── Texto de referência
Um exemplo prático: se o exegeta não conhece um tópico central do judaísmo do segundo templo, o apocalipticismo, ele nunca, nunca, nunca entenderá Marcos 13: a expectativa de intervenção divina iminente acarretando na possível destruição do templo de Jerusalém e na reconstrução de um novo templo que não teria fim; os últimos dias chegando ao seu momento derradeiro; o julgamento de Deus finalmente acontecendo; a justificação dos filhos de Deus diante das nações.

O termo apocalipticismo é uma designação moderna amplamente utilizada para se referir a uma visão de mundo que caracterizou segmentos do judaísmo primitivo de c. 200 a.C. a d.C. 200, e que se centrou na expectativa da intervenção iminente de Deus na história humana de maneira decisiva para salvar seu povo e punir os inimigos desse povo, destruindo a ordem cósmica caída existente e restaurando ou recriando o cosmo em sua perfeição original. O conhecimento dos segredos cósmicos (uma das contribuições da tradição da literatura de sabedoria para o apocalipticismo) e os iminentes planos escatológicos de Deus eram revelados aos apocalipticistas através de sonhos e visões, e os livros que eles escreveram (os apocalipses) eram primariamente narrativas das visões que tinham recebido e que foram explicadas a eles por um anjo que servia de intérprete (Dictionary of New Testament Background, p. 46).
────
── Dados fornecidos
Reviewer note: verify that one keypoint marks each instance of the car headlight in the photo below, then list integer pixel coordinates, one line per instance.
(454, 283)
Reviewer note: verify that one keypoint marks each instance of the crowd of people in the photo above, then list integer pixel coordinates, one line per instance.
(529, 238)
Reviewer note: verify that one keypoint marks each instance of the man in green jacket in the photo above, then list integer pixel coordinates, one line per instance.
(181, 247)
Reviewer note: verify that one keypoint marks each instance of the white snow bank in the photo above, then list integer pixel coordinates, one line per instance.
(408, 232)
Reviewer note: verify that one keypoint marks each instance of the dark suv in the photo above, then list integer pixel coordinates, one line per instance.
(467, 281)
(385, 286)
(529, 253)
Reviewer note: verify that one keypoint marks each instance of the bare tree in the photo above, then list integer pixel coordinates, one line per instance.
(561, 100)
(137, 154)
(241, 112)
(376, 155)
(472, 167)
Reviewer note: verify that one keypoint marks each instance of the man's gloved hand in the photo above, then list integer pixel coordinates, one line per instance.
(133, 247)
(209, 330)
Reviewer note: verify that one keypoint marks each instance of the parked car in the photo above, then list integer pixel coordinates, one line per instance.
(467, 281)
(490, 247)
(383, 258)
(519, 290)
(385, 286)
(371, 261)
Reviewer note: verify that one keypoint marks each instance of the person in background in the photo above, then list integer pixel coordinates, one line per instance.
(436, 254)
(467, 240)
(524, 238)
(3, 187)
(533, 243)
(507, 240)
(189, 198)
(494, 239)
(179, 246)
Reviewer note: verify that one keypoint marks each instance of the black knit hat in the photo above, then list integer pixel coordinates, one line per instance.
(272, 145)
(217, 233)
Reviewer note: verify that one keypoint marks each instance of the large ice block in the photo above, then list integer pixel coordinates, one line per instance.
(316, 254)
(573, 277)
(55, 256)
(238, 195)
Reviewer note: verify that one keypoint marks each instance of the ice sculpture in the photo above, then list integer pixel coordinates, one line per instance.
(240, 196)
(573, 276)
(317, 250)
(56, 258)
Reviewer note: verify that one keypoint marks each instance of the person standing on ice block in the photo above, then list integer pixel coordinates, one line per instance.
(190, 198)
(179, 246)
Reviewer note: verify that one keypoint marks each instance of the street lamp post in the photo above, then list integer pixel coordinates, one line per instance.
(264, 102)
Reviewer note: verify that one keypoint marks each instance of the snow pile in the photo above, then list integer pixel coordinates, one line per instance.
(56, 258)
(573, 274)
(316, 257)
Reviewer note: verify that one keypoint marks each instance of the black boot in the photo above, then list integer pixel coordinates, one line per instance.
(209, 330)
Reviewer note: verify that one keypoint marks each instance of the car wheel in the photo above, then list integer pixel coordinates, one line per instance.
────
── Dados fornecidos
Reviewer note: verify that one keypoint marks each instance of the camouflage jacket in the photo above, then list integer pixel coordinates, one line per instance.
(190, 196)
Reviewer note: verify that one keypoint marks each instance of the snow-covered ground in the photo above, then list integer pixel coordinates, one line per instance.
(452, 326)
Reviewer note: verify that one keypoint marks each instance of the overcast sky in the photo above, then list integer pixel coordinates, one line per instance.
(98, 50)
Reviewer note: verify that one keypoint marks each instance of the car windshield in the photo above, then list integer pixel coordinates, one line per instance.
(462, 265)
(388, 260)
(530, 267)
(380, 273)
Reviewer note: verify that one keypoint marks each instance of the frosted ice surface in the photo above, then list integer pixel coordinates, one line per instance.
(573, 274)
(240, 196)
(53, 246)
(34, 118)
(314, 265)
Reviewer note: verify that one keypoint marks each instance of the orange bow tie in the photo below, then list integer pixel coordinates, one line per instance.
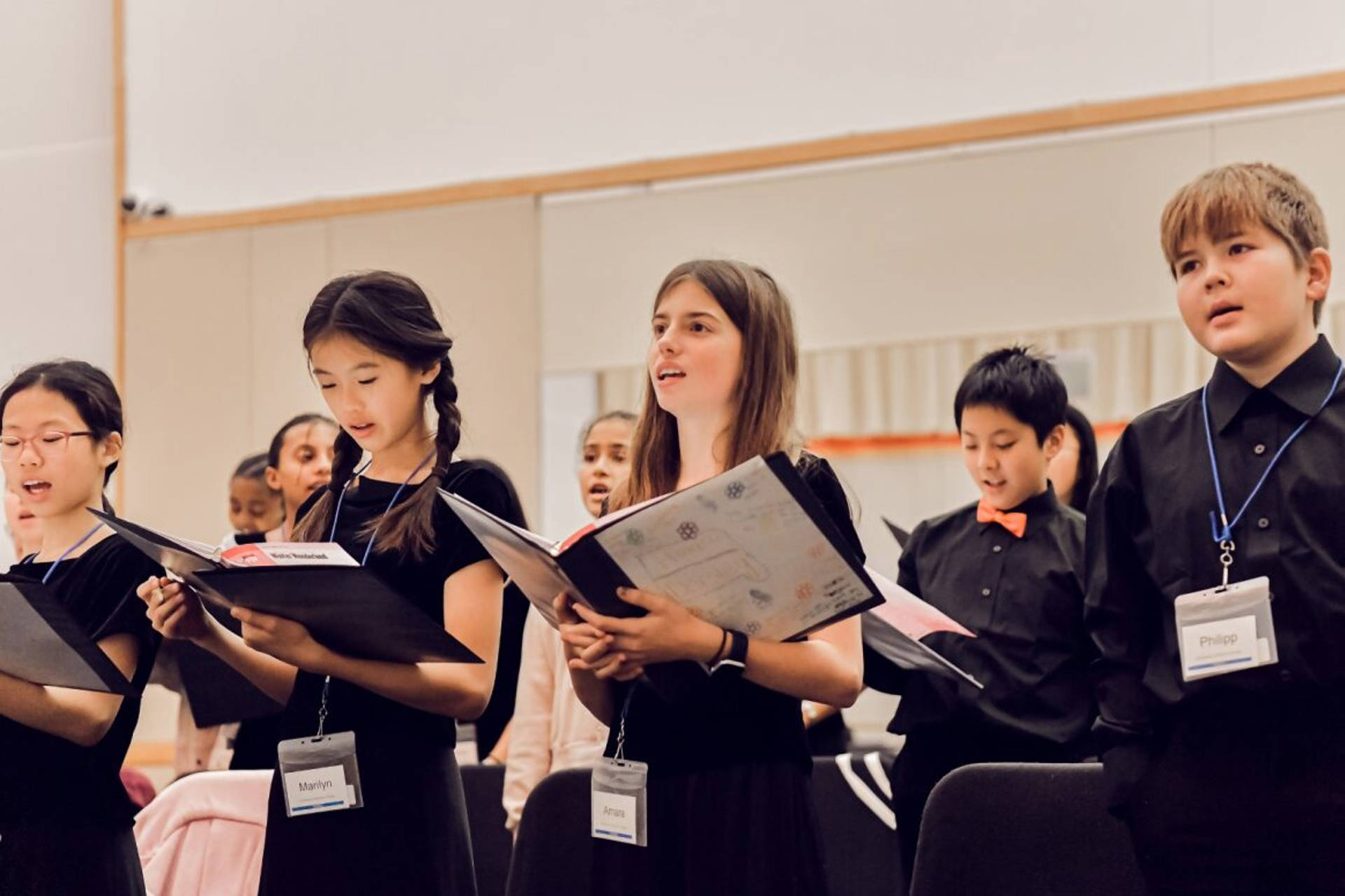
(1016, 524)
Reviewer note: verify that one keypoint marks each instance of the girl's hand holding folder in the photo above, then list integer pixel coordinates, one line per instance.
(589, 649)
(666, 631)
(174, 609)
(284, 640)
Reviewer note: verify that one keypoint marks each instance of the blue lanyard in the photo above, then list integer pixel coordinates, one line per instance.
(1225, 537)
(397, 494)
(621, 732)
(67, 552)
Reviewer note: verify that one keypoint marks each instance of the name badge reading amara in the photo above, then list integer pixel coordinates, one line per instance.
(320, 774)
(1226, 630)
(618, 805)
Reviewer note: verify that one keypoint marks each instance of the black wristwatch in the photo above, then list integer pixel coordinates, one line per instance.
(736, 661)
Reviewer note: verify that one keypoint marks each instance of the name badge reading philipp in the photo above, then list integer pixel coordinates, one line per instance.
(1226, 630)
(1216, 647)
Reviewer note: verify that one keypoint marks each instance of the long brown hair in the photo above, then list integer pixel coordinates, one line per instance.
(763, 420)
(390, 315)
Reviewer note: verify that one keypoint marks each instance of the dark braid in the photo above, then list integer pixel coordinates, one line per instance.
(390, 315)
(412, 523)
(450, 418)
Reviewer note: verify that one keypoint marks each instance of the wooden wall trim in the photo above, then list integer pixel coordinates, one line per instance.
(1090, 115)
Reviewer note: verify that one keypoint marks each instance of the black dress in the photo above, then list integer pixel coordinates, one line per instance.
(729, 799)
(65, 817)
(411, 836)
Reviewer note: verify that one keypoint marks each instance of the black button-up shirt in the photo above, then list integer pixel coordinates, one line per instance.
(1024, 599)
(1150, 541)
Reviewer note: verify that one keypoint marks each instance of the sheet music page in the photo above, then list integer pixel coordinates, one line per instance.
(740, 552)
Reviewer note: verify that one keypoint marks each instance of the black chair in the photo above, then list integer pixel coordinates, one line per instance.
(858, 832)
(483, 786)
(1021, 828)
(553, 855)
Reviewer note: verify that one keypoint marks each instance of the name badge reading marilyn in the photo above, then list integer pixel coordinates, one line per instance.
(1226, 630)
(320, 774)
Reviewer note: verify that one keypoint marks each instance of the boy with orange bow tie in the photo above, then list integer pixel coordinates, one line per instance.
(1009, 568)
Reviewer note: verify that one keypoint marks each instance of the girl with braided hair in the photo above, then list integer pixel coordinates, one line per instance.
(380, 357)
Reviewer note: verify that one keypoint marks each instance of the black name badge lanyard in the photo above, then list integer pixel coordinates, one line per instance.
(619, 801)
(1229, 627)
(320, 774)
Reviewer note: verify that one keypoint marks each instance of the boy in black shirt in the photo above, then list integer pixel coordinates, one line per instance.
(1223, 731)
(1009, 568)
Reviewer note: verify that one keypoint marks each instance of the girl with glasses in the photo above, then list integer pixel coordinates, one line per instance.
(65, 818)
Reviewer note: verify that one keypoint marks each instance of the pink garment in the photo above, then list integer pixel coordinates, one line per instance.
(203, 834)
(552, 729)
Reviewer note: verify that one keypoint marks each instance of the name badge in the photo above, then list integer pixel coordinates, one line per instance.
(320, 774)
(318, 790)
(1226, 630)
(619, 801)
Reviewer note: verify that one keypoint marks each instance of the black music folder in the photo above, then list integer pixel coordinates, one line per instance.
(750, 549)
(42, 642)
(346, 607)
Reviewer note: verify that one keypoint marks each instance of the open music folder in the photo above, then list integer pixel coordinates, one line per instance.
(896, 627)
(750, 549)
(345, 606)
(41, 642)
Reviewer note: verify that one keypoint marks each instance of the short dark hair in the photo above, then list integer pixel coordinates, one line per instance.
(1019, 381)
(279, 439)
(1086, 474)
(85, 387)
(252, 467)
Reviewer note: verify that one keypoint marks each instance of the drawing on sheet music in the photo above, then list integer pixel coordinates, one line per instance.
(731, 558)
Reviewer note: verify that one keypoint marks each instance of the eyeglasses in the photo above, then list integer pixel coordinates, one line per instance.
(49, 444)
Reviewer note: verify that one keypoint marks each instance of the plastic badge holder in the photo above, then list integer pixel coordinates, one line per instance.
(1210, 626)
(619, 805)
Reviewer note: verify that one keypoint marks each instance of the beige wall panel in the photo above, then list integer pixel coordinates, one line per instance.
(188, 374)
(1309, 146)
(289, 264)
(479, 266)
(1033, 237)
────
O que se pede —
De acordo com o texto sobre o apocalipticismo, por quais meios os segredos cósmicos e os planos escatológicos de Deus eram revelados aos apocalipticistas? O material provém de uma fonte diferente da do texto.

Resposta —
Por meio de sonhos e visões.